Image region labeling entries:
_____

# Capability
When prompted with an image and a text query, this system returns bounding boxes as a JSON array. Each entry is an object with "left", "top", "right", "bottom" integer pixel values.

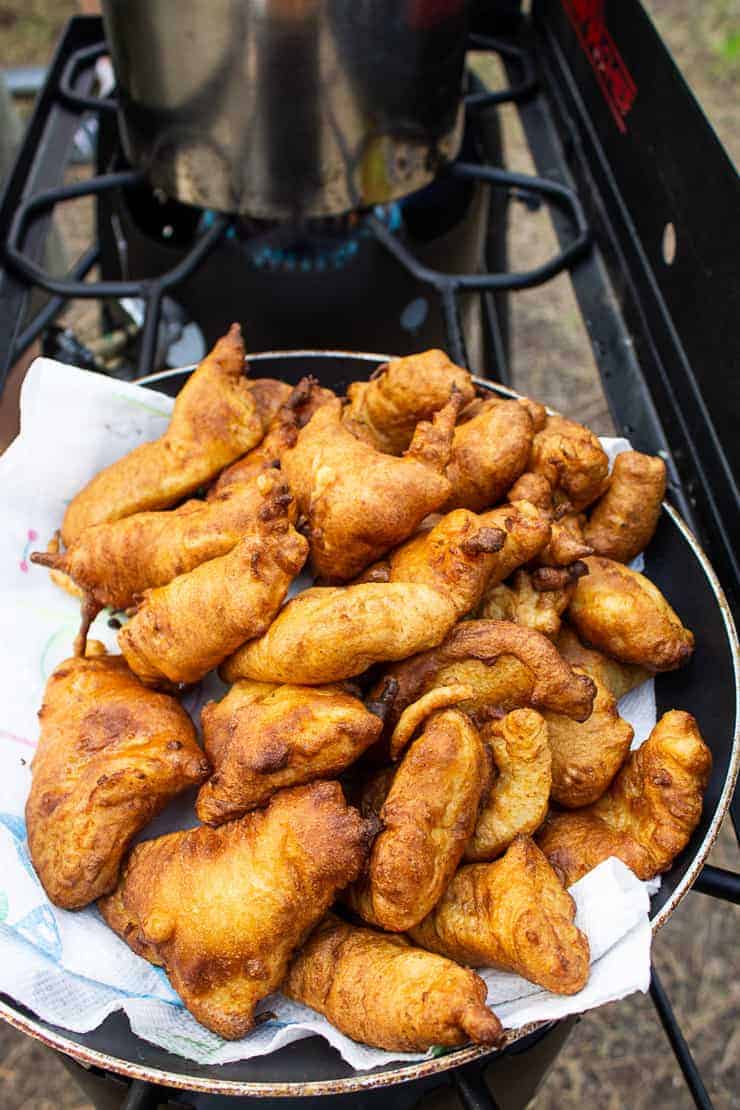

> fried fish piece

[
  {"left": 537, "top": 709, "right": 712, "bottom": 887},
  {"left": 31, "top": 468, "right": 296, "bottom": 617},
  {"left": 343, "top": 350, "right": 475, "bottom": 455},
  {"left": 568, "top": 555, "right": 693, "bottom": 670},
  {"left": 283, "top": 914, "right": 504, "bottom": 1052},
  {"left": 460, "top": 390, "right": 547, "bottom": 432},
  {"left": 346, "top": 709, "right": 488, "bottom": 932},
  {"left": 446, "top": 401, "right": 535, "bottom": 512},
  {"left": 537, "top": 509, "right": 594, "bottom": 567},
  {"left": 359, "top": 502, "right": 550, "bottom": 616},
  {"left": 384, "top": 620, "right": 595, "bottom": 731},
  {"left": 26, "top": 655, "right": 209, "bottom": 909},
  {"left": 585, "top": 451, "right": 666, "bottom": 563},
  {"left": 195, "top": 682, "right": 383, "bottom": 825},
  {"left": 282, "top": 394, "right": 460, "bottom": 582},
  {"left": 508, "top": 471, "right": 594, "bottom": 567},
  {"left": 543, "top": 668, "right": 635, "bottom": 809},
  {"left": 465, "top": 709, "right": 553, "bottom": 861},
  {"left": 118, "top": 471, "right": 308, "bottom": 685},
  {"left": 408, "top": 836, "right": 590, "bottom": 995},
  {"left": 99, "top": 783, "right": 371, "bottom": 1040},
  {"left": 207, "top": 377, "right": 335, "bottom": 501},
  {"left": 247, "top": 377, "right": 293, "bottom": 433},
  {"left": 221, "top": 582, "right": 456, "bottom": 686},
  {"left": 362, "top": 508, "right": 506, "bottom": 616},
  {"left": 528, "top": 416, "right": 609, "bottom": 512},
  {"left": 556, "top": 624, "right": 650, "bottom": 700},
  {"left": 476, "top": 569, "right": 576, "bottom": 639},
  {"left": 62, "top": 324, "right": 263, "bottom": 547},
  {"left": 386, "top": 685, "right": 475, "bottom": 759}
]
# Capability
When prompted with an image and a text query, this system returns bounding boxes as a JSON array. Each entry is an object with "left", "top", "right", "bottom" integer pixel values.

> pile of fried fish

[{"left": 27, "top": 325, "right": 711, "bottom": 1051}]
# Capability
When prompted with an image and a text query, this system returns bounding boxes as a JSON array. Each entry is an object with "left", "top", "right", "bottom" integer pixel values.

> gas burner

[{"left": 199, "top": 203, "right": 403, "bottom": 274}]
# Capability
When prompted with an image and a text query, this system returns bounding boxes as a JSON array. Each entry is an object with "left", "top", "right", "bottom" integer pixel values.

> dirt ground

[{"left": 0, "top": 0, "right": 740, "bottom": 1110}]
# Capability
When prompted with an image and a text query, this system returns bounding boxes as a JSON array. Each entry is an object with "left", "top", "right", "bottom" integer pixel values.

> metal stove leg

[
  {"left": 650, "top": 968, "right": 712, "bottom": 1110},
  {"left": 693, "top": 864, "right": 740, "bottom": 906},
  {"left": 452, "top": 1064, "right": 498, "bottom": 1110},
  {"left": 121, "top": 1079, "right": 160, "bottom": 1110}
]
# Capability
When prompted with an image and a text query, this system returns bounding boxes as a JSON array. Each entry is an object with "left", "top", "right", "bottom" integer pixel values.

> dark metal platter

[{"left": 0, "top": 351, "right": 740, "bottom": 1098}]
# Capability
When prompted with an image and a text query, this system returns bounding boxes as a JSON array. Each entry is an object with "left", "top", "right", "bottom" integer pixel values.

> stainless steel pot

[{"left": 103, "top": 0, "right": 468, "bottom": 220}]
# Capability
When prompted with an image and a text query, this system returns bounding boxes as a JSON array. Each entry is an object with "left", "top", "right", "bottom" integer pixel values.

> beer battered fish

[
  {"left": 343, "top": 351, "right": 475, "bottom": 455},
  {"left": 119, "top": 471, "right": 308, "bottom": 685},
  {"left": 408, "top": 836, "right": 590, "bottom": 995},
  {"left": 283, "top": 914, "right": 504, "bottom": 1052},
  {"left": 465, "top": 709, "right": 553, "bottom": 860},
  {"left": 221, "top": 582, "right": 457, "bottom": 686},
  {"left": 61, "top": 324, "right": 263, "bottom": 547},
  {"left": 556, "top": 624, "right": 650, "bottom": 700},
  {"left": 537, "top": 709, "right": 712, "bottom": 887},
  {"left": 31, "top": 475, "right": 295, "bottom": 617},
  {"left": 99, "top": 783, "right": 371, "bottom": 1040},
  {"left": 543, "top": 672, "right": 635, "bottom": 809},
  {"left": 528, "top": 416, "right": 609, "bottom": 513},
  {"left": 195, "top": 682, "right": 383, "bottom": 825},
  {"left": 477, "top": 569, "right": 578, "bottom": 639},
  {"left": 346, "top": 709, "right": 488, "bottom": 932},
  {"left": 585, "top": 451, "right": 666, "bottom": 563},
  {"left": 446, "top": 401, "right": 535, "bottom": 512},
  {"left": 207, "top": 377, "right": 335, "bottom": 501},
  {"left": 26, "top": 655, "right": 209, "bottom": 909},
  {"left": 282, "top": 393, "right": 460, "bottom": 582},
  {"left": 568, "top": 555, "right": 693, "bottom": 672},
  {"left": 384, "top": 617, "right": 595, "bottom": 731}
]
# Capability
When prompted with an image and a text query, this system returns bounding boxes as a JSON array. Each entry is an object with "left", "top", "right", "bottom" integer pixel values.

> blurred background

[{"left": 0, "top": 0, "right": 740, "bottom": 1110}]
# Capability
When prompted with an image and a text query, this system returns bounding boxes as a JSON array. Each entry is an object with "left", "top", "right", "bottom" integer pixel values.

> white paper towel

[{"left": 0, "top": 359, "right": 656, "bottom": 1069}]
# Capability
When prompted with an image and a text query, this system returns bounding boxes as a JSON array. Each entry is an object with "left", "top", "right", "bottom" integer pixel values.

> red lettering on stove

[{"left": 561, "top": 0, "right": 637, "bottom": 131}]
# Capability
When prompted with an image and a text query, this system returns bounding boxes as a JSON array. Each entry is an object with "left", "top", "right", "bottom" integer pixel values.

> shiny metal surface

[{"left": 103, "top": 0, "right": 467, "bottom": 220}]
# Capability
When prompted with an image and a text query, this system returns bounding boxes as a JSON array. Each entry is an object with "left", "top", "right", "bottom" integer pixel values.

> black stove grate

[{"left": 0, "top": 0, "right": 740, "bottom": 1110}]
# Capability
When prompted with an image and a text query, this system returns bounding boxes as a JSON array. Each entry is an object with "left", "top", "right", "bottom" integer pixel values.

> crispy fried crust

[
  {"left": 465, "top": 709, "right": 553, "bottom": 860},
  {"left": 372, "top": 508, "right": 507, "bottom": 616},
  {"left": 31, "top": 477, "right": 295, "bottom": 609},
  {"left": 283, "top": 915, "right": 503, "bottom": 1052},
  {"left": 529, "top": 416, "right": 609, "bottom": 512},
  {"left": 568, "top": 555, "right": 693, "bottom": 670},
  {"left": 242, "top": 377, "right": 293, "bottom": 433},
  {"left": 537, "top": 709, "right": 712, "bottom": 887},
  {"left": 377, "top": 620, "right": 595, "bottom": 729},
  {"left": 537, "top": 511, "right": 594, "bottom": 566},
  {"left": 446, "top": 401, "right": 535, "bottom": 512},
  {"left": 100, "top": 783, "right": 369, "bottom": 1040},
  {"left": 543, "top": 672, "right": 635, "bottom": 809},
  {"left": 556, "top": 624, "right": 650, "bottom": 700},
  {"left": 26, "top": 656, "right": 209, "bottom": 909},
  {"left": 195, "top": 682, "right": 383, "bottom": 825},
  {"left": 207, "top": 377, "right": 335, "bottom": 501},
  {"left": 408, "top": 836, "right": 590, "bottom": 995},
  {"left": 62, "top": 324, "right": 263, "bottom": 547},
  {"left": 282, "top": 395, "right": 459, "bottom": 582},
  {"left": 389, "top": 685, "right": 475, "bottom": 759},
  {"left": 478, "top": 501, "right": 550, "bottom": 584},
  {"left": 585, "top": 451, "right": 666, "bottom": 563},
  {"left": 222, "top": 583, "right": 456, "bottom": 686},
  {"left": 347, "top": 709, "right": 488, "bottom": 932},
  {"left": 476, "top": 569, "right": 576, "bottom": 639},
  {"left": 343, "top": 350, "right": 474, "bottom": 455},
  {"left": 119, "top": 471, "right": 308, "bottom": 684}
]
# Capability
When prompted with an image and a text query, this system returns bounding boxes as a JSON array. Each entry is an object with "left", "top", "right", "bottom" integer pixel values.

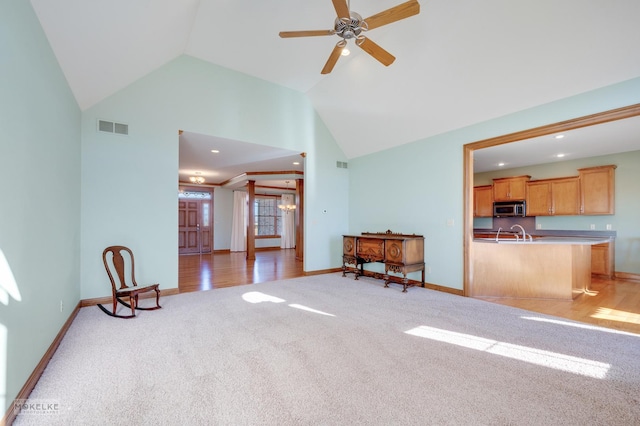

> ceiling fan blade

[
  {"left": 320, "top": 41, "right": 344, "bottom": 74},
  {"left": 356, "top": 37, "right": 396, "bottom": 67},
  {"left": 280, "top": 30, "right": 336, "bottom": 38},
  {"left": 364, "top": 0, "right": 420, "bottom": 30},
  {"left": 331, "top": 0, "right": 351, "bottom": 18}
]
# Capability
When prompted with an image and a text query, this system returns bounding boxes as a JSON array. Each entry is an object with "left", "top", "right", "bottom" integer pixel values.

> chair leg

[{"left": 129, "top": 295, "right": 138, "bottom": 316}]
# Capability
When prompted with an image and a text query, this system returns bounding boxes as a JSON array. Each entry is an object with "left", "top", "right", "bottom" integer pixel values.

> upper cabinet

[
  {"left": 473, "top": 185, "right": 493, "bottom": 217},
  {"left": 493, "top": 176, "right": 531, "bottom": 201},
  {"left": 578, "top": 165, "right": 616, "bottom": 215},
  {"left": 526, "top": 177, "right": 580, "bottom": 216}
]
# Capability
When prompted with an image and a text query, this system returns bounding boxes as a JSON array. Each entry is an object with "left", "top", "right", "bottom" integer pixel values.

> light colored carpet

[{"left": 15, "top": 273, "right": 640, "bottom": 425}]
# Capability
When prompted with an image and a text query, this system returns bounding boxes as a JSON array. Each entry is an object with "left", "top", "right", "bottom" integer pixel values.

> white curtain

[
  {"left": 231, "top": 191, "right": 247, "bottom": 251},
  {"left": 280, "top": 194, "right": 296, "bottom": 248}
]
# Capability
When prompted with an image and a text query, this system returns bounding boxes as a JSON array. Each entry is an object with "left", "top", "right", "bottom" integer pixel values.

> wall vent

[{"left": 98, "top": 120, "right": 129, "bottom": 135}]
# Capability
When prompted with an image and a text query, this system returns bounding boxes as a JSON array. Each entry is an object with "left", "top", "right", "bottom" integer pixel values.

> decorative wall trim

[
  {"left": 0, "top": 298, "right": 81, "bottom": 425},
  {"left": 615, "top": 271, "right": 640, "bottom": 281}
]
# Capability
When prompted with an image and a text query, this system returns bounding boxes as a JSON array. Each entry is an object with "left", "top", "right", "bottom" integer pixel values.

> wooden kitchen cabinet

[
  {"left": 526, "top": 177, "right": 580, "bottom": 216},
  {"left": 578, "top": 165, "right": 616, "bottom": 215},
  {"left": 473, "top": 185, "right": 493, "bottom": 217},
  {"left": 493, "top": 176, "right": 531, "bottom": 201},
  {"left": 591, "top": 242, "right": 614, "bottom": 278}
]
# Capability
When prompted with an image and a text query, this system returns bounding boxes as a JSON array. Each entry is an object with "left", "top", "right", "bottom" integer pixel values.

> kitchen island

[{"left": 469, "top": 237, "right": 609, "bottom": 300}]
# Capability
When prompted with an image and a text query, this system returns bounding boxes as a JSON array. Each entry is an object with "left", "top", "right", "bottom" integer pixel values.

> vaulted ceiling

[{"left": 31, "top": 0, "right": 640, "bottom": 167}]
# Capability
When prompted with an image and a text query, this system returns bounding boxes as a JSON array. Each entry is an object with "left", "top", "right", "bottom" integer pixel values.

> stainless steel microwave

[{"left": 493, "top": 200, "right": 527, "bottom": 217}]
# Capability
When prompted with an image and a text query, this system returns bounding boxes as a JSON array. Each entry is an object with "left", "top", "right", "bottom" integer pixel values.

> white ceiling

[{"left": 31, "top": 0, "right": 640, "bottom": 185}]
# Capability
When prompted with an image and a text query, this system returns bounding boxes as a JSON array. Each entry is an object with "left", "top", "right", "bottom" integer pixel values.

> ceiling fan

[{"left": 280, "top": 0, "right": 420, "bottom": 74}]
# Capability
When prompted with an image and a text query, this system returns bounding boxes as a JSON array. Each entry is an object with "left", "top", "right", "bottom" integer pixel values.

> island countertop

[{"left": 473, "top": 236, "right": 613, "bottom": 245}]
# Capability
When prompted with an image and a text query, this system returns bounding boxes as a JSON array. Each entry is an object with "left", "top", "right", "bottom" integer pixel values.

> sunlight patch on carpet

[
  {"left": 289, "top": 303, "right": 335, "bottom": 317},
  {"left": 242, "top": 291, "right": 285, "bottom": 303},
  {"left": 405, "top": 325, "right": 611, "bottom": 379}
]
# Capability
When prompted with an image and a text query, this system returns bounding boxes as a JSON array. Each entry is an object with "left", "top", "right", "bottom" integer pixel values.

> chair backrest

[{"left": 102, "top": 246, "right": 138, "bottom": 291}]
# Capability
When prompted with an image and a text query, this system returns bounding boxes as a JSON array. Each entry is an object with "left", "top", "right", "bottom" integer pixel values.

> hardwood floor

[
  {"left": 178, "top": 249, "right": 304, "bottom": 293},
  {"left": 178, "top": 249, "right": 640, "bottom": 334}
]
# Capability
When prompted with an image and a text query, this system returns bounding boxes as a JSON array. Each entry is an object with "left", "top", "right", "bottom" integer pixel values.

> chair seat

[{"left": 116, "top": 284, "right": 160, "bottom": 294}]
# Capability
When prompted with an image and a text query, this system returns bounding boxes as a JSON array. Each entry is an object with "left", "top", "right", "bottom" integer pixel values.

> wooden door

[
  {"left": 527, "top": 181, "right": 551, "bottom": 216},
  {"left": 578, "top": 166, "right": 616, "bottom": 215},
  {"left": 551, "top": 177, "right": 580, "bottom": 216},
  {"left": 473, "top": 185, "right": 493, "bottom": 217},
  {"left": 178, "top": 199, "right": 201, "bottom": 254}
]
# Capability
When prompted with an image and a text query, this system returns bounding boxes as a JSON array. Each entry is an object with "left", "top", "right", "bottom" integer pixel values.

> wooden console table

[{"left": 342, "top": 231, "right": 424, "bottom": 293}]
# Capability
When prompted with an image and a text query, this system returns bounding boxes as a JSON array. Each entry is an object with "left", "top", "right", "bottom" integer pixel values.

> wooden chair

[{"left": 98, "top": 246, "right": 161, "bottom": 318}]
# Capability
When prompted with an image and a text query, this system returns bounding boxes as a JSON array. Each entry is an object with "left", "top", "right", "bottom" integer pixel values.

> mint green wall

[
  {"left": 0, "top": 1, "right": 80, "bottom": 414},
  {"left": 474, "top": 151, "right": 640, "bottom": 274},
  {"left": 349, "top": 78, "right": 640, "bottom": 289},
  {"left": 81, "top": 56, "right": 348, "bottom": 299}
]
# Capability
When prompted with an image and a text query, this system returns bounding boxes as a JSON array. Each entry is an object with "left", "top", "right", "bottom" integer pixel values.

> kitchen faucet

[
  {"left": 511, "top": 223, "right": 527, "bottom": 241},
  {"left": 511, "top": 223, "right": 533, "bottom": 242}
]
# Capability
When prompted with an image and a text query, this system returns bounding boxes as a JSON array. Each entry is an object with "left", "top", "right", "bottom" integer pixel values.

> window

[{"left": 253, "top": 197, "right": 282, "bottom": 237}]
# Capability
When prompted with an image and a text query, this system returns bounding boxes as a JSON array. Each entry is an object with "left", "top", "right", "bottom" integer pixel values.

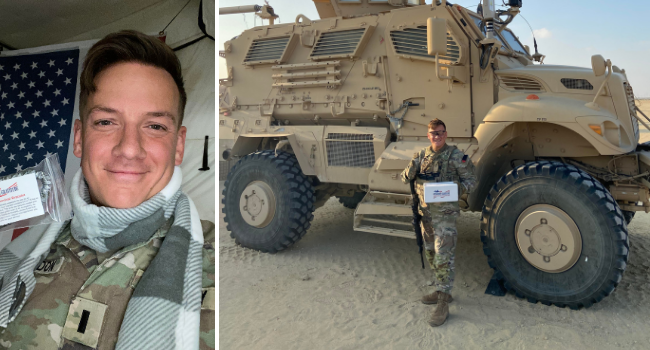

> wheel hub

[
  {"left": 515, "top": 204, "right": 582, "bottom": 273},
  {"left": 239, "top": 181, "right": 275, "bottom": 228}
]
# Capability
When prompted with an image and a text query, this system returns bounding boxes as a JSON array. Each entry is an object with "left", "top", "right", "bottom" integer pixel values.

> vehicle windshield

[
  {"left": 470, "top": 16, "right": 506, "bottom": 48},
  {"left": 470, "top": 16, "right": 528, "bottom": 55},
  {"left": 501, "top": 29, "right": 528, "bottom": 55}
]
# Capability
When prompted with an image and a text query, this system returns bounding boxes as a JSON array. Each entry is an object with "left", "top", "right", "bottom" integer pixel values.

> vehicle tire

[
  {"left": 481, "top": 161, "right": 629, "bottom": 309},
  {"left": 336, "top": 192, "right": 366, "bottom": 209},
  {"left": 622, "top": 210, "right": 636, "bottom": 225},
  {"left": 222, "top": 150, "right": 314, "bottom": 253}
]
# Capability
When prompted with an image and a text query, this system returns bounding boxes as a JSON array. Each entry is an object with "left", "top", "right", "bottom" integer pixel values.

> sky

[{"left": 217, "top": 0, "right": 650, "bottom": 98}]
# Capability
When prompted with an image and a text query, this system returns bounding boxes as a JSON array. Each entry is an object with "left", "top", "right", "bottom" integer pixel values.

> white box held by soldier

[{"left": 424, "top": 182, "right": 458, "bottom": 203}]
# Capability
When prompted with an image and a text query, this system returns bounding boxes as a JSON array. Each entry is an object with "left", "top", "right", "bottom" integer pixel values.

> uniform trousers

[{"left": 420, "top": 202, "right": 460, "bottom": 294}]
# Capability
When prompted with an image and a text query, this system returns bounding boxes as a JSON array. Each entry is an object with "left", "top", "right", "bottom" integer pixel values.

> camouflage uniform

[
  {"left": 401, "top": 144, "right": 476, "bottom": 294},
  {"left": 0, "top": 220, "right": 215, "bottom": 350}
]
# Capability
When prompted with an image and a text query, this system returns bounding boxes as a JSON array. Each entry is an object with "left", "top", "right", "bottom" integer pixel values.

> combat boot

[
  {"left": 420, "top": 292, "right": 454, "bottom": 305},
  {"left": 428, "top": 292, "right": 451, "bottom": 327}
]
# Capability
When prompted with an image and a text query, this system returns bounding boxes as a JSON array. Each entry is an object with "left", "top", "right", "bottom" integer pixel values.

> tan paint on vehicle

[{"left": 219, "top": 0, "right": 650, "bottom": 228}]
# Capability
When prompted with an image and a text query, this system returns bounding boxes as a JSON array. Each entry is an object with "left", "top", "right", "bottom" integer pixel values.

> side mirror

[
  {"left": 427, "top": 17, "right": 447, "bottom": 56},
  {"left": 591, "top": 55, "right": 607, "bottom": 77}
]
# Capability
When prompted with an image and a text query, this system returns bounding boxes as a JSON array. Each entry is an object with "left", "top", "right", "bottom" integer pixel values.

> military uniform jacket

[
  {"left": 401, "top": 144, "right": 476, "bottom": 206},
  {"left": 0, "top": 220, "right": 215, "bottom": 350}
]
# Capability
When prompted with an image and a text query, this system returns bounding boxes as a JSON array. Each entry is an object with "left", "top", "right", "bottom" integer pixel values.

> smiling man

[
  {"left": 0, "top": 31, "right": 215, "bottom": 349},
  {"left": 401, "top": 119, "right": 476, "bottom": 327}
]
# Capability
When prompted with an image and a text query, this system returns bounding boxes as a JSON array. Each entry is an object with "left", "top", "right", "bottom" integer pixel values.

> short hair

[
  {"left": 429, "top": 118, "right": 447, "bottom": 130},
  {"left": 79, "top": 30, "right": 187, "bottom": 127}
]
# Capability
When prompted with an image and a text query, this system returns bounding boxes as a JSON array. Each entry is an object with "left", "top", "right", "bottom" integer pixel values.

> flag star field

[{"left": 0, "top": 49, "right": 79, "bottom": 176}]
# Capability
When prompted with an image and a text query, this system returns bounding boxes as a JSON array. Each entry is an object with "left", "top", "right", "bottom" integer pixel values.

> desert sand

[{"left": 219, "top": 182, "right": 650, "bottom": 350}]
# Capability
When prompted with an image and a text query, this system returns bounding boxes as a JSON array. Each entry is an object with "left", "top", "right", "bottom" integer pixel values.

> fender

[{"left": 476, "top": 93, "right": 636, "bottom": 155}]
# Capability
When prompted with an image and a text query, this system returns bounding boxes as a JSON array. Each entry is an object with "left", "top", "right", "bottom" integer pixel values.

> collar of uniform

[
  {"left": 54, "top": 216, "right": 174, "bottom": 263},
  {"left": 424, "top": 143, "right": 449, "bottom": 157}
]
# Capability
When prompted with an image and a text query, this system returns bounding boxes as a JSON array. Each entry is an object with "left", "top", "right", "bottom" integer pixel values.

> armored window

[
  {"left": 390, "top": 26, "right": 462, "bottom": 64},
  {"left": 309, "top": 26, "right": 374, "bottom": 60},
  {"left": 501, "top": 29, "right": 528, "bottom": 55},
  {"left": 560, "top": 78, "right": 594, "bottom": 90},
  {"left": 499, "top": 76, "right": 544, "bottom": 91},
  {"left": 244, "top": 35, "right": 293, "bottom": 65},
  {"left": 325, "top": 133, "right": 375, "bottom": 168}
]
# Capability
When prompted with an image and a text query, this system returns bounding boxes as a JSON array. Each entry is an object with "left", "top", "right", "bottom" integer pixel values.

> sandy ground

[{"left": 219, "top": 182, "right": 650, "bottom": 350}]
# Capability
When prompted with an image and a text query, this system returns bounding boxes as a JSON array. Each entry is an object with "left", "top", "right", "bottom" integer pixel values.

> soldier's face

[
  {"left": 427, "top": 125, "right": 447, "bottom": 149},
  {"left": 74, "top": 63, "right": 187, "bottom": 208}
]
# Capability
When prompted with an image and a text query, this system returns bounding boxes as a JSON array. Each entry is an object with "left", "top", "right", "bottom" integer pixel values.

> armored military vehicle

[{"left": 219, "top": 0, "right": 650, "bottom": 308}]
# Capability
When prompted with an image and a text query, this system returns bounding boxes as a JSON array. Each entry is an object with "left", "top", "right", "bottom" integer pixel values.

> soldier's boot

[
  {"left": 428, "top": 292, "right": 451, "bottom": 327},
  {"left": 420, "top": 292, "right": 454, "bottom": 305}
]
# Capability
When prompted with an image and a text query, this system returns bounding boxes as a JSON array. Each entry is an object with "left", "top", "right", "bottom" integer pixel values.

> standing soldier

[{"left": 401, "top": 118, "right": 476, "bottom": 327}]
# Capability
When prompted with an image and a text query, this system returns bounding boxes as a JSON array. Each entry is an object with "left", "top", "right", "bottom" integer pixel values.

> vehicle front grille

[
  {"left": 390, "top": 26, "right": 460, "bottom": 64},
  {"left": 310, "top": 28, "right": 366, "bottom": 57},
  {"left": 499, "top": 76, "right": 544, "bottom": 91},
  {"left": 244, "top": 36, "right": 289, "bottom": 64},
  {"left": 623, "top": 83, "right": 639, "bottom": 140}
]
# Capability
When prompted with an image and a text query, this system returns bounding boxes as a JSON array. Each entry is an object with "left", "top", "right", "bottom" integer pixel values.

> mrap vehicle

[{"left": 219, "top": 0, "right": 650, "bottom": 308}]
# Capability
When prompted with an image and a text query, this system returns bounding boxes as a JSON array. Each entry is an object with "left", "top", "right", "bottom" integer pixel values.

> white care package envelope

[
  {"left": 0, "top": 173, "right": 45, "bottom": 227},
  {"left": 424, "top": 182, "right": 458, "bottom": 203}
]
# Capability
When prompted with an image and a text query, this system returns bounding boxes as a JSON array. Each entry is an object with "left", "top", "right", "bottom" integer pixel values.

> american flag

_____

#### [To be done]
State how many lines of the records above contain the word "soldier". Provide only the number.

#### [Exercise result]
4